START Task inputs

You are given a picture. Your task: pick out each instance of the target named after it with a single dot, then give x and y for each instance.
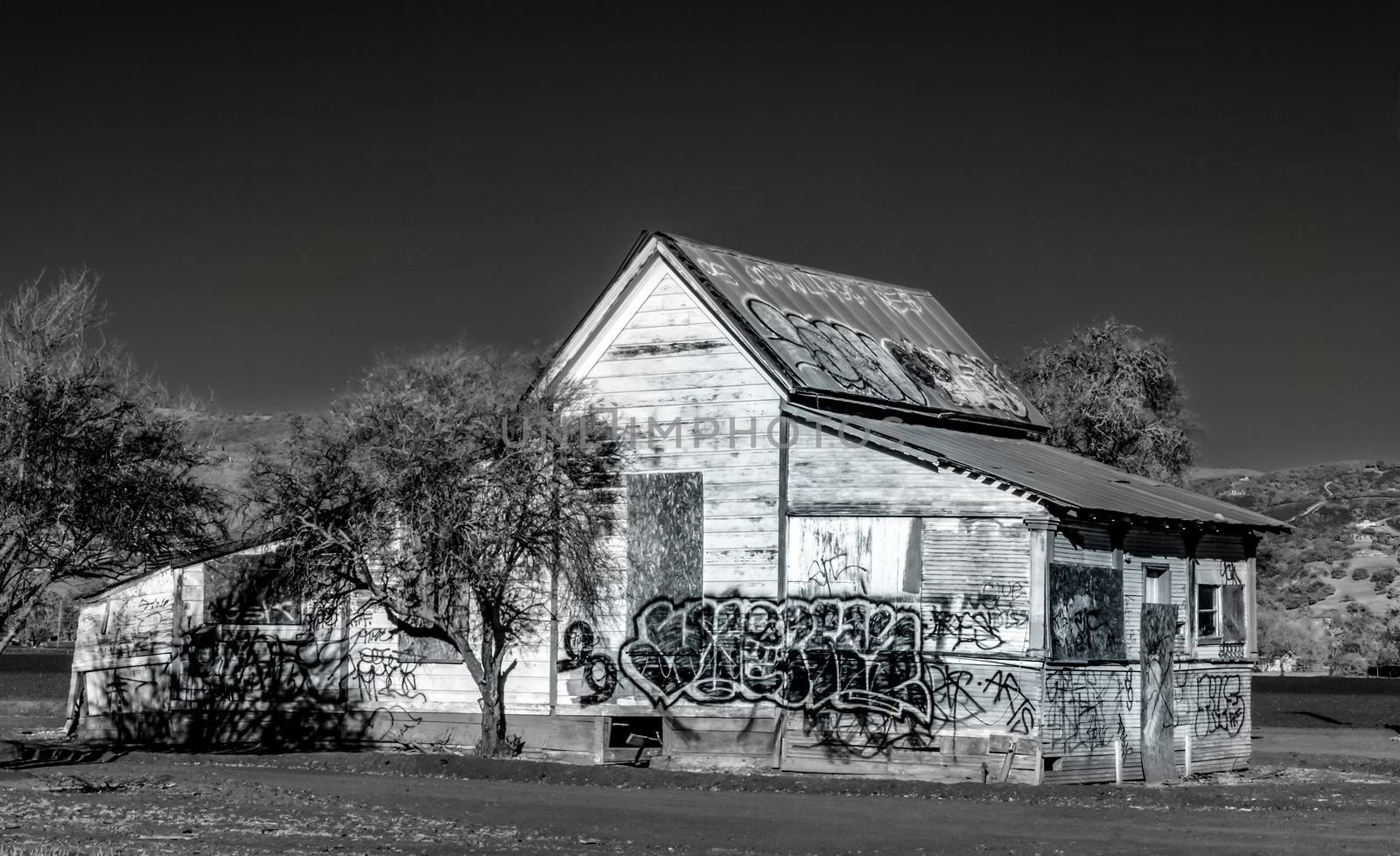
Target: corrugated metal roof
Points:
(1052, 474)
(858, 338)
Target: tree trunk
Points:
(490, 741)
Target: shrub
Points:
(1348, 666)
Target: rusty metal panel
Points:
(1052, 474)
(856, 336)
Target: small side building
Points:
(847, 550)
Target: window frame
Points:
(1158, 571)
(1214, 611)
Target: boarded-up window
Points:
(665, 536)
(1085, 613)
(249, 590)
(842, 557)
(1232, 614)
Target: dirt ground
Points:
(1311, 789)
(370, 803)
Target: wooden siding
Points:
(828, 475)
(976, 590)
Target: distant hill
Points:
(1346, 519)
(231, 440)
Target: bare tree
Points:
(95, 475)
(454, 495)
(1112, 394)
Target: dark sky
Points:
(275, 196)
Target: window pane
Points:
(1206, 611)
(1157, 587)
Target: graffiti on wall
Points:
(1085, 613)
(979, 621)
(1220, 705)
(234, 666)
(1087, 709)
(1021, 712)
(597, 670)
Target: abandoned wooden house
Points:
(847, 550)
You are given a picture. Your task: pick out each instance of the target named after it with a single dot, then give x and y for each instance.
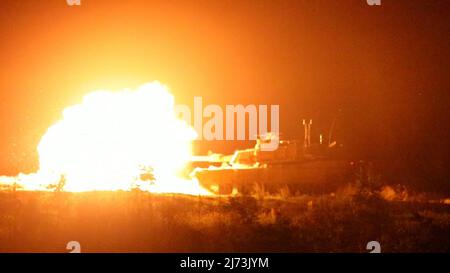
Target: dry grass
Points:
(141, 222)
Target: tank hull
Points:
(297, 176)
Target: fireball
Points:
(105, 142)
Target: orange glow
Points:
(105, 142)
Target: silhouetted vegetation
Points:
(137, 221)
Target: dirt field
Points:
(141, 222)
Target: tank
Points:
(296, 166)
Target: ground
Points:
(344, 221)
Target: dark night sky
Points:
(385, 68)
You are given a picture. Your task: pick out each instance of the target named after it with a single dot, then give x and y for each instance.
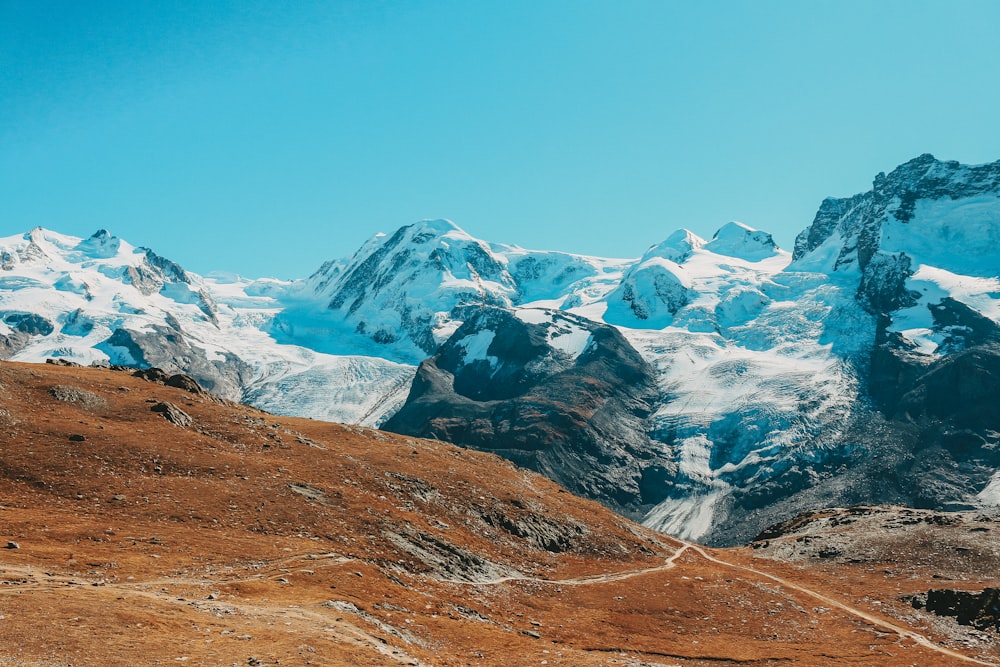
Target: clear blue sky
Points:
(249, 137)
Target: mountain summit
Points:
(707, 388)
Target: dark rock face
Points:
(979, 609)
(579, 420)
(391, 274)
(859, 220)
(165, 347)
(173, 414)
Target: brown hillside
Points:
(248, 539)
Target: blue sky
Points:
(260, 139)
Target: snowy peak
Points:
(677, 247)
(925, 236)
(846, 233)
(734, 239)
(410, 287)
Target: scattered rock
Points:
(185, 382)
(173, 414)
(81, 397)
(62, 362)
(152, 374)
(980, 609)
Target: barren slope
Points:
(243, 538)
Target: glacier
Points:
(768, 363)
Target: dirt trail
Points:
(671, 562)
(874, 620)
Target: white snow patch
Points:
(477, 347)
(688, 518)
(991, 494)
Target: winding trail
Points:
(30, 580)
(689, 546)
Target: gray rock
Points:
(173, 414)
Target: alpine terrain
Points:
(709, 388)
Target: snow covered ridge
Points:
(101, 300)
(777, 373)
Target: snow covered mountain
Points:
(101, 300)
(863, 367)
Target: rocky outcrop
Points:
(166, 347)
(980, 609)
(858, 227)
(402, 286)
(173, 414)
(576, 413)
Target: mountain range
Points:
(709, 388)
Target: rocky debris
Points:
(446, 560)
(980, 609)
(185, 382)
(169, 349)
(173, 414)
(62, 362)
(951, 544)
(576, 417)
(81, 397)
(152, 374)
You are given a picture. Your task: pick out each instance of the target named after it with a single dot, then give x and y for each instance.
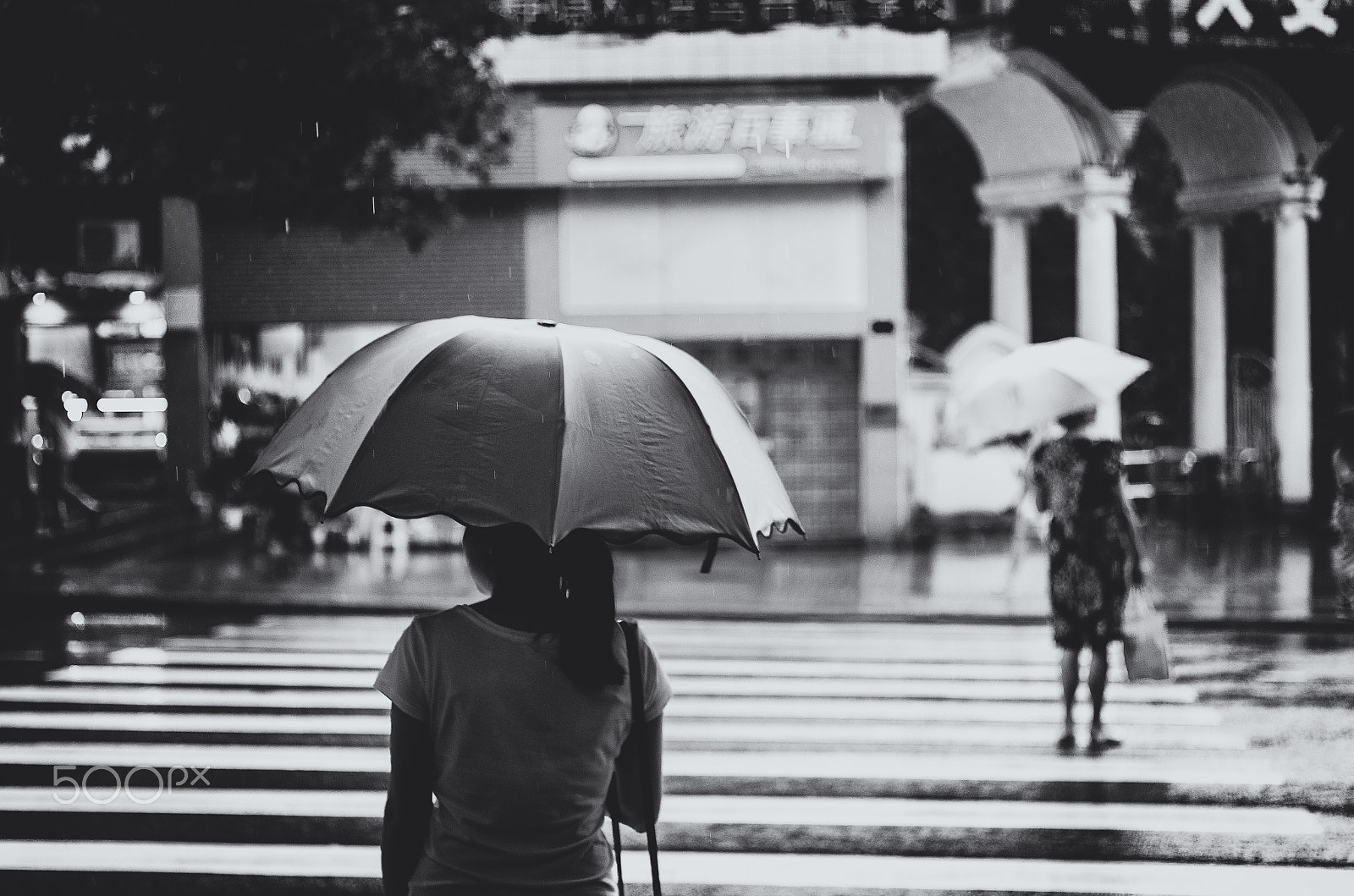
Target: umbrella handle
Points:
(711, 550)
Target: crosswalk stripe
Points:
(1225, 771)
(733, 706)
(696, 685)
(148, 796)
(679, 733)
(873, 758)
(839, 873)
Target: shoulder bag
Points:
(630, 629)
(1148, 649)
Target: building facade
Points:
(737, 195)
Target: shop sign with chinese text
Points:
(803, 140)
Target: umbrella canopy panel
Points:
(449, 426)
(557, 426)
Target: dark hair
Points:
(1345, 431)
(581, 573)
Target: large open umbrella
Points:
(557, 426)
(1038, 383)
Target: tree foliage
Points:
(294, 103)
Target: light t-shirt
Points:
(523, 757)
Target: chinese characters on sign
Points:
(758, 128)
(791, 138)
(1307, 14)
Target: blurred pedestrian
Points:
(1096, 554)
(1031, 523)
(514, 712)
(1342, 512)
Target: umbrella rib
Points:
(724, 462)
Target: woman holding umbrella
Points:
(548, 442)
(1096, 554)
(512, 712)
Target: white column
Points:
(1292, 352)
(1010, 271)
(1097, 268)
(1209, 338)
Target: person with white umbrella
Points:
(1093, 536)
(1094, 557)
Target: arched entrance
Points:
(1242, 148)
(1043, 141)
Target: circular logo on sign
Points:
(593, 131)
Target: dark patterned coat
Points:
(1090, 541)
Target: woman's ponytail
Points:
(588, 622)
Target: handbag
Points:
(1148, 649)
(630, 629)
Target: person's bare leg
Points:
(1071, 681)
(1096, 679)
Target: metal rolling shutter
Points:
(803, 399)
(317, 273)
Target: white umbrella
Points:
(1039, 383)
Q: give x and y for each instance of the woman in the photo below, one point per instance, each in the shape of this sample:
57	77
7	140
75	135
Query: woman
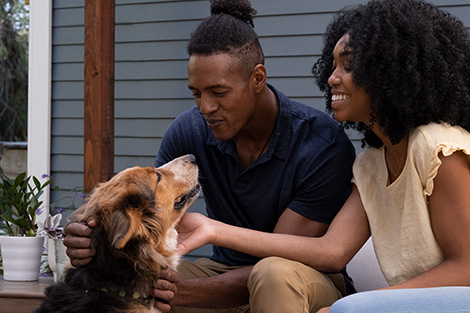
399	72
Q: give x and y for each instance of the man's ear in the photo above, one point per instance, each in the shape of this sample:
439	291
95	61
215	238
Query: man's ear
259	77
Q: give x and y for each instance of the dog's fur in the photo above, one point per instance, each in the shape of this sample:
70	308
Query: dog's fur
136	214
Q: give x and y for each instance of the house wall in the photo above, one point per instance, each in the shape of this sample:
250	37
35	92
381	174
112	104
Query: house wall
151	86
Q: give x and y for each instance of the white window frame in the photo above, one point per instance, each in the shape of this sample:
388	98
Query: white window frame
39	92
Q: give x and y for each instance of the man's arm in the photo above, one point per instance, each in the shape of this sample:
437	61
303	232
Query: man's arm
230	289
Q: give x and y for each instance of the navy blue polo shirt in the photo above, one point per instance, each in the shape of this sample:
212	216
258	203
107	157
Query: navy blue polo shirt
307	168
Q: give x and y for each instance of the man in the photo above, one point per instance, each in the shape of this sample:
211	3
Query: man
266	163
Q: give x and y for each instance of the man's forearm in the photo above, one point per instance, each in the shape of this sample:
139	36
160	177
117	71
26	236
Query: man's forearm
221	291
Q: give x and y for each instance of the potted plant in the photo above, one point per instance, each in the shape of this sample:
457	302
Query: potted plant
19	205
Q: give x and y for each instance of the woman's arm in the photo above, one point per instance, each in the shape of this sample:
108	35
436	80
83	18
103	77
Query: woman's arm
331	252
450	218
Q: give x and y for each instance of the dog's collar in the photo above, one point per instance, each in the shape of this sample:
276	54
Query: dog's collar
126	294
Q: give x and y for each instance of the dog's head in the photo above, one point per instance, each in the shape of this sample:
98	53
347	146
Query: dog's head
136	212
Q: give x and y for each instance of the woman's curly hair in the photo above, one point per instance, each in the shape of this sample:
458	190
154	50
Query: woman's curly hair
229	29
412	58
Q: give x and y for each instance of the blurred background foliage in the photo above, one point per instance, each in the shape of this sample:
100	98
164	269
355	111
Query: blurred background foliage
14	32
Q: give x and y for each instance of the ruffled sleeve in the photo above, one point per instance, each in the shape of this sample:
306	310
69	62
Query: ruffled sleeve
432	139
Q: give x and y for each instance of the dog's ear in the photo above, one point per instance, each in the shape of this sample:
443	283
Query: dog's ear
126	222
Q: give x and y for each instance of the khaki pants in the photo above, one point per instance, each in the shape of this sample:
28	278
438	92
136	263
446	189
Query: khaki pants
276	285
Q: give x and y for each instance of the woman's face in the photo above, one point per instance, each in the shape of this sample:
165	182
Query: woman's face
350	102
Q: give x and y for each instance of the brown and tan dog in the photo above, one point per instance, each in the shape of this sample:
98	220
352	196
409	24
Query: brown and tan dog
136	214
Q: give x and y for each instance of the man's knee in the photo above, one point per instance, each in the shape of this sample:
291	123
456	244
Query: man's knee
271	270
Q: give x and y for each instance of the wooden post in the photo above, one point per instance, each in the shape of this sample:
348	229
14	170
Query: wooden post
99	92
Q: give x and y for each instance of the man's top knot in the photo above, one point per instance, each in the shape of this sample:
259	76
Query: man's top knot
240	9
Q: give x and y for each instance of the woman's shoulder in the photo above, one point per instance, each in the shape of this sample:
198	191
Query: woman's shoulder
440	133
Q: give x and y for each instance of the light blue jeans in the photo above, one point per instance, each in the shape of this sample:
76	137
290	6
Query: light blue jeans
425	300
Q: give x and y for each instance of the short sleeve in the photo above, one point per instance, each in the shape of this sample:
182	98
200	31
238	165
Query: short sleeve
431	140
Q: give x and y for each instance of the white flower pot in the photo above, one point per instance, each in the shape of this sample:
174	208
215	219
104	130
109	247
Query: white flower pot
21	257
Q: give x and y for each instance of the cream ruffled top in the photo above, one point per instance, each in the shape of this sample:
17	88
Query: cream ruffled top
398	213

END Task inputs

§ **Goal**:
Exact repetition is required for the lines from the one that contains "the man's knee" through the final line; leave out everything else.

§ **Exercise answer**:
Q: give x and y for each instance of the man's knee in the photo above, one point per instance, each in the shape of this sample:
291	123
456	244
Query: man's knee
271	270
Q: give x and y for each instance of the wooden post in the photo above, one point per instance, each in the shape of this sample:
348	229
14	170
Query: wooden post
99	92
Q: give x and y for each instance of the man's top knot in the photo above, one point per instance, each in the shape of this sample:
259	76
Query: man's top knot
240	9
Q: give x and y for each instance of the woman's shoulder in the photo above, one point per instance, each in the shape of this sample:
198	191
Query: woman's shoulder
440	133
Q: give x and y for each instance of the light blue jeans in the photo above, one point per instance, each in the shape of this sample:
76	137
290	6
Query: light blue jeans
425	300
Q: give x and y for each instance of the short sleeve in the photo above, one point per instance, each in the shape of this sample:
182	98
200	31
238	165
Query: short sleeve
431	140
Q: give x and y for each instance of the white flower pot in the photo above, one point per instance, each in the shape of this sample:
174	208
215	219
104	130
109	247
Query: white flower pot
21	257
Q: give x and y for each instance of the cream ruffled top in the photo above, one point per instance, each in the shape of this sample:
17	88
Query: cream ruffled top
398	213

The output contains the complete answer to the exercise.